◆ **Passage for review**:
──────

# Whats your job?



## BigWheels (May 19, 2012)

I recently had to cut back my hours (due to my health issues) where I work as the resident know-it-all, (I work for a non-profit dealing with alcohol & drug issues, so lots of research & presentations).

So sound off... I'd love to know...

How do you earn a living?


----------



## LeoGibson (May 19, 2012)

I am a truck driver. I pull a pneumatic bulk trailer hauling cement.


----------



## NewfieGal (May 19, 2012)

I work as a licensed practical nurse been almost 10 years now


----------



## KittyCourtz (May 19, 2012)

I'm a freelance artist, but since I just graduated from art college I'm starting off my summer by practicing drawing figures and cranking out some fan art (maybe for future anime/comic conventions).


----------



## analikesyourface (May 20, 2012)

I am a kid working at wendy's, as of today xD 

I start school at the local community college for horticulture as soon as I can get my license/car squared away. 

I then plan to transfer to University of southern maine for biology, and then my pipedream is studying food and sustainability at the new school in NYC.


----------



## CherryRVA (May 20, 2012)

I do specialized detailed background checks on doctors & nurses, as well as any other duties/tasks that get thrown at me...data analysis, pulling reports, running meetings.


----------



## BigChaz (May 20, 2012)

I makea da softwares


----------



## deanbpm (May 20, 2012)

Club promoter.


----------



## biglynch (May 20, 2012)

I'm a casino surveillance officer.


----------



## it's only me (May 20, 2012)

house wife


----------



## nugget34 (May 20, 2012)

Horticulturist, im a supervisor in a botanical garden


----------



## djudex (May 20, 2012)

I am the Alpha and the Omega


----------



## rellis10 (May 20, 2012)

I'm a Customer Service Apprentice for a company that sells traditional Ale and Cider to pubs


----------



## Librarygirl (May 20, 2012)

I really do work in a library and archive. I run the public service. Which sounds grand, but really involves doing talks, running round like a headless chicken, lifting lots of heavy boxes, a fair amount of photocopying and my favourite part - helping the public and chatting to people!

Just need some kind, friendly, BHMS to come into my reading room!

──────

◆ **Items stored from a collection**:

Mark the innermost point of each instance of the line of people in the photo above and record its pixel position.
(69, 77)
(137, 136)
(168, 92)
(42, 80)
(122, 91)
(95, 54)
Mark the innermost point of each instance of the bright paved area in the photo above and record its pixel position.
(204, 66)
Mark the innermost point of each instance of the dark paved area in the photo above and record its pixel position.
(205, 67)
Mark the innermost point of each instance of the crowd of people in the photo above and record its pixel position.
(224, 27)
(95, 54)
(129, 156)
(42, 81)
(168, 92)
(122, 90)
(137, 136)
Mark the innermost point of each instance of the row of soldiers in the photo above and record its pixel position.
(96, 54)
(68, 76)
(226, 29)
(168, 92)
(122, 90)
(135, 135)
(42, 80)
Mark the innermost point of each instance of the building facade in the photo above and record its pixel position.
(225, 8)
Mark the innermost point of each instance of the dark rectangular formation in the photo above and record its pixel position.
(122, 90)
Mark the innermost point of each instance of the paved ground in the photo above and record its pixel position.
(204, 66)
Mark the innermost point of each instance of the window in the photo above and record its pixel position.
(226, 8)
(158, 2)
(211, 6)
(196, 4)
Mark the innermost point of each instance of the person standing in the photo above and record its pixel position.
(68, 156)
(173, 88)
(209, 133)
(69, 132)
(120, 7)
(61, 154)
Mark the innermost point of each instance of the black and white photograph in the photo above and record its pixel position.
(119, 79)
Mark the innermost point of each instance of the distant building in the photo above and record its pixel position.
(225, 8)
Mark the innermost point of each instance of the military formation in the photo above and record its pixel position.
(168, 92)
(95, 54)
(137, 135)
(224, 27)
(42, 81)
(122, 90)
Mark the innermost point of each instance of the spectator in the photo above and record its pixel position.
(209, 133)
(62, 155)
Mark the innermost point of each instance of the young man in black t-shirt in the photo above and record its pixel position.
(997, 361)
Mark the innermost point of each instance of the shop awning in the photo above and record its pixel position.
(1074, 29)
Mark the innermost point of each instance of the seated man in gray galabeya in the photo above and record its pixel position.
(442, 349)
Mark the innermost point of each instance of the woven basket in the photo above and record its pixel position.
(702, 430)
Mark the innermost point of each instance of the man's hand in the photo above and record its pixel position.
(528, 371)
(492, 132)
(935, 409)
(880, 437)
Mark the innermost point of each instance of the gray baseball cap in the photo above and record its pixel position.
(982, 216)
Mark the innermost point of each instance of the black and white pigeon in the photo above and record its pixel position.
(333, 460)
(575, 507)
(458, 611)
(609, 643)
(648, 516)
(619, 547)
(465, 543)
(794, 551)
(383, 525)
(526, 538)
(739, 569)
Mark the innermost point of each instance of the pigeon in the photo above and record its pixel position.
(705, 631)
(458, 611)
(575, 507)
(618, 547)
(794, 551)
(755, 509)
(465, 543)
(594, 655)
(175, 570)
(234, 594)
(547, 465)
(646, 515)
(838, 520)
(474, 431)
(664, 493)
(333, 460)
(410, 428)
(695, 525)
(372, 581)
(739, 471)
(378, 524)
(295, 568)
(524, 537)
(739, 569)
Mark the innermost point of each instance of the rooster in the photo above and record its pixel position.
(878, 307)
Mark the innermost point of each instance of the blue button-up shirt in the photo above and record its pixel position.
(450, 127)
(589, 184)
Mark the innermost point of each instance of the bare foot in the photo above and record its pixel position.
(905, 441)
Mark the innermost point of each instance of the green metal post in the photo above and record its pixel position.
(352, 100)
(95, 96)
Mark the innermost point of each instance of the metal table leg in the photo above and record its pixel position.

──────

◆ **Required action 1**: In the job thread, what kind of trailer does LeoGibson pull?
◆ **Required action 2**: Rewrite the part of the job thread that begins at the words "I recently had" and ends after "LeoGibson (May 19, 2012)", changing "non-profit" to "charity".
◆ **Required action 3**: Say whether each statement agrees with the job thread: (a) NewfieGal has worked as a licensed practical nurse for almost 10 years. (b) nugget34 is a supervisor in a library. (c) rellis10 works for a company that sells traditional ale and cider to pubs.

◆ **Solution 1**: A pneumatic bulk trailer hauling cement.

◆ **Solution 2**:
I recently had to cut back my hours (due to my health issues) where I work as the resident know-it-all, (I work for a charity dealing with alcohol & drug issues, so lots of research & presentations).

So sound off... I'd love to know...

How do you earn a living?


----------



## LeoGibson (May 19, 2012)

◆ **Solution 3**:
(a) Yes: "I work as a licensed practical nurse been almost 10 years now"
(b) No: "im a supervisor in a botanical garden"
(c) Yes: "a company that sells traditional Ale and Cider to pubs"